=== Begin Enclosure ===
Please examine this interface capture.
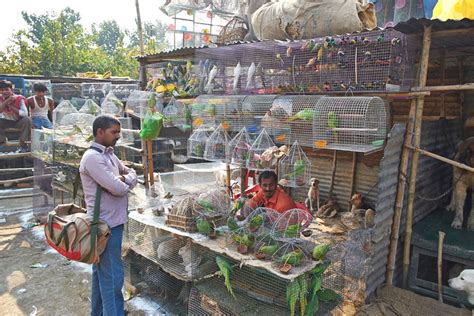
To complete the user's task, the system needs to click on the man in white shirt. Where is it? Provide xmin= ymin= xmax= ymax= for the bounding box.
xmin=0 ymin=80 xmax=32 ymax=152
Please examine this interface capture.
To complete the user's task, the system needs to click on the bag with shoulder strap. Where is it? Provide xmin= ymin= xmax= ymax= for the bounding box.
xmin=44 ymin=173 xmax=110 ymax=264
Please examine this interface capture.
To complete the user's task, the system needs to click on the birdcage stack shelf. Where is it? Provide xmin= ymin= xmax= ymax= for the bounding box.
xmin=278 ymin=141 xmax=311 ymax=188
xmin=81 ymin=82 xmax=111 ymax=103
xmin=312 ymin=96 xmax=388 ymax=153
=== End Enclosure ===
[TASK DIRECTIONS]
Wherever a picture appears in the records, omit it, and transcribe everything else exactly.

[WORKED SOLUTION]
Please examine this interface capture.
To complete the user's task, the system needs to click on the man in white shirt. Where is it? Provide xmin= ymin= xmax= ymax= for the bounding box.
xmin=0 ymin=80 xmax=32 ymax=152
Please examine this interface capture.
To complete the user's task, the system needs to click on the bag with shoulder strap. Where is it? Provide xmin= ymin= xmax= ymax= for the bounding box.
xmin=44 ymin=173 xmax=110 ymax=264
Please examine this interface capture.
To complete the user's task, the system needs to click on the birdcage stack shelf. Where is it? Provide xmin= ymin= xmax= ymax= for the bounding box.
xmin=278 ymin=141 xmax=311 ymax=188
xmin=81 ymin=82 xmax=111 ymax=103
xmin=312 ymin=96 xmax=388 ymax=153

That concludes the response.